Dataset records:
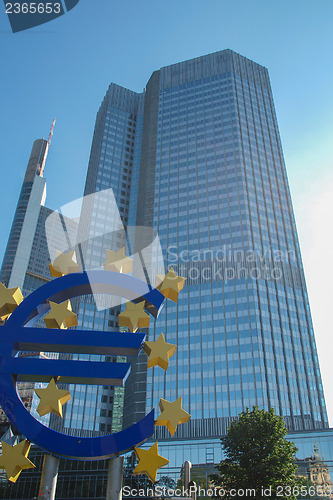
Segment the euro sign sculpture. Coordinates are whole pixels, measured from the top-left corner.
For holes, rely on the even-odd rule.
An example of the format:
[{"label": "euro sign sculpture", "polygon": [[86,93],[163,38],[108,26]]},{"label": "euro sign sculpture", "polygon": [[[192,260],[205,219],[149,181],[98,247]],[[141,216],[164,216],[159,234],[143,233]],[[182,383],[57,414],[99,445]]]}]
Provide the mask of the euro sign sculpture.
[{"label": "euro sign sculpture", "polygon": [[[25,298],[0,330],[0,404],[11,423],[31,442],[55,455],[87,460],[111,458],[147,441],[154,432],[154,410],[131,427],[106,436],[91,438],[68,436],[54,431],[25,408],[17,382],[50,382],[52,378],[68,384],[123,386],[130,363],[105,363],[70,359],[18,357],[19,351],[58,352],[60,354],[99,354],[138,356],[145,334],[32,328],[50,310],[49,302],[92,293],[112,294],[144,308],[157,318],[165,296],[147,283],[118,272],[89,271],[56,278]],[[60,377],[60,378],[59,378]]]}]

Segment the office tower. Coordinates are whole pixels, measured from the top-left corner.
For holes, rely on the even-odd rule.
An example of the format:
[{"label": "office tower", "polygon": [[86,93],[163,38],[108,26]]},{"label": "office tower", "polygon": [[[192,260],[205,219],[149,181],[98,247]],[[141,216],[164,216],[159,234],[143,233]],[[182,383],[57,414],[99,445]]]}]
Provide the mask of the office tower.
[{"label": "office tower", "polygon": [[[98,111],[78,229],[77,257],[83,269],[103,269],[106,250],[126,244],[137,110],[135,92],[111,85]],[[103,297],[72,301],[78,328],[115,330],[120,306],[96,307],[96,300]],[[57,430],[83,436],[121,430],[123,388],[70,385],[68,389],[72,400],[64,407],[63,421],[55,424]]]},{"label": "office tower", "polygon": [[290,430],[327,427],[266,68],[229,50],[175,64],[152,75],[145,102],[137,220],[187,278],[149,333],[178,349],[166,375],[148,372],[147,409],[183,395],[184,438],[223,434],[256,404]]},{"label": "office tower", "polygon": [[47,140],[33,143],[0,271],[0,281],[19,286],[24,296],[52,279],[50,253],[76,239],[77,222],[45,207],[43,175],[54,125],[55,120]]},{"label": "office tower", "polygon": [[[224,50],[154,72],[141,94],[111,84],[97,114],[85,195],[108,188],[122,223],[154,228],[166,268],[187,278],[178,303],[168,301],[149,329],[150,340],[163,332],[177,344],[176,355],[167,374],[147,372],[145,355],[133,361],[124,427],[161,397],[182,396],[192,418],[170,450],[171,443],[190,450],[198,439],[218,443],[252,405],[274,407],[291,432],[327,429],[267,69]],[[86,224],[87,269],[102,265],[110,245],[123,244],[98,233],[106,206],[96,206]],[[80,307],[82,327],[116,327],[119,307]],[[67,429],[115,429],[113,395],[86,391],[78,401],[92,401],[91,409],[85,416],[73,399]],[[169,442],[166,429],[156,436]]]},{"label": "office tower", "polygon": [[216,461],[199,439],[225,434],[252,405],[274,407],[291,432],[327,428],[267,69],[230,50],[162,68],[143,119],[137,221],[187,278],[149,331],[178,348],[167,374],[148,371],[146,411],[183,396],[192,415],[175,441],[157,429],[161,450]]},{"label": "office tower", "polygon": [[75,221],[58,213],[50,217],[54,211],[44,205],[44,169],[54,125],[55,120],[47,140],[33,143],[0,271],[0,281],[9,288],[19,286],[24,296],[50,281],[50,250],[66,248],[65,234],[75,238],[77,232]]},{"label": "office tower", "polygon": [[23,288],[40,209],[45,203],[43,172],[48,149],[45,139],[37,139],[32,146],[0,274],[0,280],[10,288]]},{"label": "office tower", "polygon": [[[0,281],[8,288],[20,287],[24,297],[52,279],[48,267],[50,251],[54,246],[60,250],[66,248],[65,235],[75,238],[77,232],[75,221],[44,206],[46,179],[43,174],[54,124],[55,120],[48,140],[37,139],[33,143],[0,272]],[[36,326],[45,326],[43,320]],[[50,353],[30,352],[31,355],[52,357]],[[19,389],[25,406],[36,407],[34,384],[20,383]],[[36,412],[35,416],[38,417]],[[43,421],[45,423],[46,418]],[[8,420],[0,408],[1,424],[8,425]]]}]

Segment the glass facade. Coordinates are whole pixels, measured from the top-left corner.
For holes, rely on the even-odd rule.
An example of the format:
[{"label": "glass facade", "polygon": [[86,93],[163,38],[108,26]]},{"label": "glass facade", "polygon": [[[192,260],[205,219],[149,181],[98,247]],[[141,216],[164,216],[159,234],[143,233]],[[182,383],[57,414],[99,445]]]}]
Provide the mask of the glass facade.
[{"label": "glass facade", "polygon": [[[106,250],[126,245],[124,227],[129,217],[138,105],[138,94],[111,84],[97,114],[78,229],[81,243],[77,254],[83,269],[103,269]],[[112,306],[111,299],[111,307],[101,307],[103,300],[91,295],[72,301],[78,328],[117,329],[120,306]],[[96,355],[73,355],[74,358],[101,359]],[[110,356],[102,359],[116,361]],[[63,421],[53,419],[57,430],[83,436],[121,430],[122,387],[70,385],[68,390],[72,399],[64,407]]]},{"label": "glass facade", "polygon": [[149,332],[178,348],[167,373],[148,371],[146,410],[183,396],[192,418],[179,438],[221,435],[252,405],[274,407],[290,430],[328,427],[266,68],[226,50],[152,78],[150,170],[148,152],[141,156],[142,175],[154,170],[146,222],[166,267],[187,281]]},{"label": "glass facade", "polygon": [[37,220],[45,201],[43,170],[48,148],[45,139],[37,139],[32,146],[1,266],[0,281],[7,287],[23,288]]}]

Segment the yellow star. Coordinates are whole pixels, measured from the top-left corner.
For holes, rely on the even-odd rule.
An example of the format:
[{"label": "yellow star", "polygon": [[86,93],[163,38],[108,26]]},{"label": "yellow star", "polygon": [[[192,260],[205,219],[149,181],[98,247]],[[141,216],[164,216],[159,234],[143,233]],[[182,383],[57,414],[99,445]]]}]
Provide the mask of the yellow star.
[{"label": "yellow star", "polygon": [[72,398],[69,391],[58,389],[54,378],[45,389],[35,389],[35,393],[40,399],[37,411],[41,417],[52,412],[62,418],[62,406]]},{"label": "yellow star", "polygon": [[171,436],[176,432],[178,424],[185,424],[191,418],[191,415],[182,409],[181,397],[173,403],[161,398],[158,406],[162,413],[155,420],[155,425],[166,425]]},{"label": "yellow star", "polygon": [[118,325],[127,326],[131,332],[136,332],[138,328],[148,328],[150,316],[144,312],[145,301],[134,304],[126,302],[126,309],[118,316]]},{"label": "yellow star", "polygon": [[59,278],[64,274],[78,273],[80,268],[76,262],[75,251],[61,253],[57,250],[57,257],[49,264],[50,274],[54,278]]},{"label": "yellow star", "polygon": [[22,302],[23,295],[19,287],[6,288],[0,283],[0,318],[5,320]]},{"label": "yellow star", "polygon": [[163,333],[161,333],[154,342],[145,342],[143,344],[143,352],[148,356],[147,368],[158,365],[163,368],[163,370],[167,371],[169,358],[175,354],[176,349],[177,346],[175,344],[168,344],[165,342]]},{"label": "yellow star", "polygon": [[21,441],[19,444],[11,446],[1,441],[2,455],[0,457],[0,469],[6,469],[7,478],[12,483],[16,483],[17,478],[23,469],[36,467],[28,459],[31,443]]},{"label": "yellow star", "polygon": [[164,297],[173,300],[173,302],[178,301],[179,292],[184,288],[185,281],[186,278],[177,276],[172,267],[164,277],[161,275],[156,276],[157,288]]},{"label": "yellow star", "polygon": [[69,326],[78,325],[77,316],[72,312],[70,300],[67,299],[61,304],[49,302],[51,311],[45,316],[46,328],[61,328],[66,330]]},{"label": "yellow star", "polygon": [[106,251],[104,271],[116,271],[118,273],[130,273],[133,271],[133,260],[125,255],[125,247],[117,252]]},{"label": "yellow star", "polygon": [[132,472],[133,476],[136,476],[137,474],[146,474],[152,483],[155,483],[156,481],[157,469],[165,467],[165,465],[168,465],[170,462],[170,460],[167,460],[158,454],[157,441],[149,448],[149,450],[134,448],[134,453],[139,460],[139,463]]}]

| About this task |
Tell how many lines in the data hold the string "from". Only the number is wanted.

| Exercise solution |
4